Problem to work on:
Without including any images, reproduce each entry exactly.

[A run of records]
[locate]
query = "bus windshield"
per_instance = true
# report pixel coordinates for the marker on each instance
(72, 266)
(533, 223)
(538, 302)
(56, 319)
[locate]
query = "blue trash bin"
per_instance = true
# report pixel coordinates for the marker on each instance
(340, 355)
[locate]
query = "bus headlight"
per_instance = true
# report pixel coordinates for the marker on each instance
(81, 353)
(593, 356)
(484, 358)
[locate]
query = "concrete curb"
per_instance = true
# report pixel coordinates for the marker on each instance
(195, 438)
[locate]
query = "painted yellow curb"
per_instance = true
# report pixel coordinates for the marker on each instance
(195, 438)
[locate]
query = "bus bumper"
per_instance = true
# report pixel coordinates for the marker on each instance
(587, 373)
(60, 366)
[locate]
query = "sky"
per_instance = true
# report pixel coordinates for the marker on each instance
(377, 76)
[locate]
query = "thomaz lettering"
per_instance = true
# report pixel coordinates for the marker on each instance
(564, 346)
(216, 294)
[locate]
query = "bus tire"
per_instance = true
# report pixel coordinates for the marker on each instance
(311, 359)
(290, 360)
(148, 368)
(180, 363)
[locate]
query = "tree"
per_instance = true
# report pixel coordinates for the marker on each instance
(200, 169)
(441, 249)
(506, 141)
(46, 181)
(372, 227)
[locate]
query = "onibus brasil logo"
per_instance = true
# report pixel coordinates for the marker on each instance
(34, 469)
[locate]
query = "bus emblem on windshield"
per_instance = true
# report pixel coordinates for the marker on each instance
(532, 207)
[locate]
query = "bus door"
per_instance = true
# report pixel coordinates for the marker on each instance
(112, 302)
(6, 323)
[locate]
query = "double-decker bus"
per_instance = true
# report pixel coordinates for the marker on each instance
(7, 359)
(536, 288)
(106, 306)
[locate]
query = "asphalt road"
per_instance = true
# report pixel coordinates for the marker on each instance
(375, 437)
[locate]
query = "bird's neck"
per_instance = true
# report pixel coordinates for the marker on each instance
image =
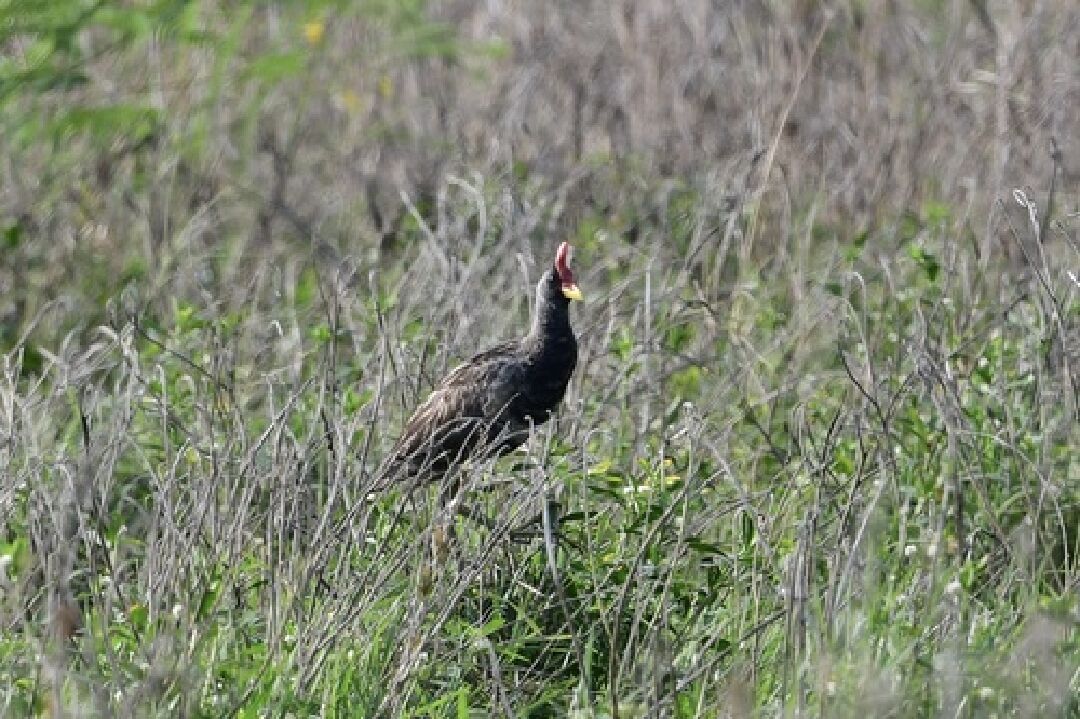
(551, 325)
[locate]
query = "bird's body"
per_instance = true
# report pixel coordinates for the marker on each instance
(486, 406)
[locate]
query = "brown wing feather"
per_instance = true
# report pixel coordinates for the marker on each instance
(467, 411)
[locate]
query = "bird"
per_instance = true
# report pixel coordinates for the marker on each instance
(486, 406)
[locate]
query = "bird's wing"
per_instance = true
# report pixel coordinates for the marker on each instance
(458, 412)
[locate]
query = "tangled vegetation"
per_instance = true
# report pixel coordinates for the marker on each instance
(820, 453)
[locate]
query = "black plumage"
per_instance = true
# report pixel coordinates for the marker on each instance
(486, 406)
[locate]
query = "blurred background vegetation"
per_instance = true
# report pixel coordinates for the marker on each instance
(819, 458)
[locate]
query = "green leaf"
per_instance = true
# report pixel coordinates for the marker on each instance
(277, 66)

Task result:
[locate]
query = "bus windshield"
per_instance = true
# report pixel coordinates for the marker on each instance
(72, 266)
(533, 223)
(538, 302)
(56, 319)
[locate]
query = "blue trash bin"
per_instance = true
# report pixel coordinates for the marker on each instance
(340, 355)
[locate]
query = "bus headlight"
per_instance = true
# report pixel coordinates for the marker on each instance
(81, 353)
(593, 356)
(484, 358)
[locate]
query = "concrete curb"
per_instance = true
# report pixel coordinates for the marker on each instance
(195, 438)
[locate]
query = "painted yellow curb"
per_instance = true
# report pixel coordinates for the marker on each instance
(195, 438)
[locate]
query = "bus bumper"
per_instance = true
# report pixel coordinates for the marker on each instance
(587, 373)
(60, 366)
[locate]
query = "sky"
per_instance = true
# report pixel coordinates for the marker on each instance
(377, 76)
[locate]
query = "thomaz lettering"
per_instance = true
# report pixel coordinates for the marker on each instance
(564, 346)
(216, 294)
[locate]
query = "bus tire"
per_instance = true
# report pixel coordinates for the marker on each instance
(311, 359)
(290, 360)
(148, 368)
(180, 363)
[locate]
query = "tree"
per_instance = true
# report pixel coordinates for the marker on each instance
(200, 169)
(441, 249)
(506, 141)
(46, 181)
(372, 227)
[locate]
query = "onibus brasil logo"
per_instance = true
# report pixel coordinates for the marker on each instance
(34, 469)
[locate]
query = "bus emblem on windshield"
per_instance = true
# report pixel coordinates for the marker on each instance
(532, 207)
[locate]
query = "bus door"
per_instance = true
# report pixel coordinates for the marker on each instance
(112, 302)
(6, 323)
[locate]
query = "double-decker bus"
per_instance = true
# report pixel coordinates for the marker on each instance
(7, 359)
(536, 288)
(106, 306)
[locate]
query = "asphalt road"
per_instance = true
# report pixel coordinates for the marker on each instance
(375, 437)
[locate]
query = "bird's neck"
per_instance = true
# report pixel coordinates for the marker on each instance
image =
(551, 325)
[locate]
query = "bird's body"
per_instance = true
# report pixel coordinates for the marker on each instance
(486, 406)
[locate]
query = "brown wing feather"
per_instance = true
# report pixel coordinates for the marker on each instance
(467, 411)
[locate]
query = "bird"
per_instance = true
# report pixel coordinates for the marker on each instance
(486, 406)
[locate]
query = "bird's wing"
per_instance = true
# report pixel coordinates for the marker on each instance
(458, 412)
[locate]
query = "tangled vegetation"
per_instance = true
# report pixel coordinates for the marker on each instance
(820, 453)
[locate]
query = "black plumage"
per_instance = true
# report pixel coordinates for the marker on each instance
(486, 406)
[locate]
query = "blurred background vegetation"
per_instance = true
# report pixel coordinates for the marker on each instance
(819, 458)
[locate]
query = "green leaf"
per_instance = true
# report pixel coordinates for the marker on each instance
(277, 66)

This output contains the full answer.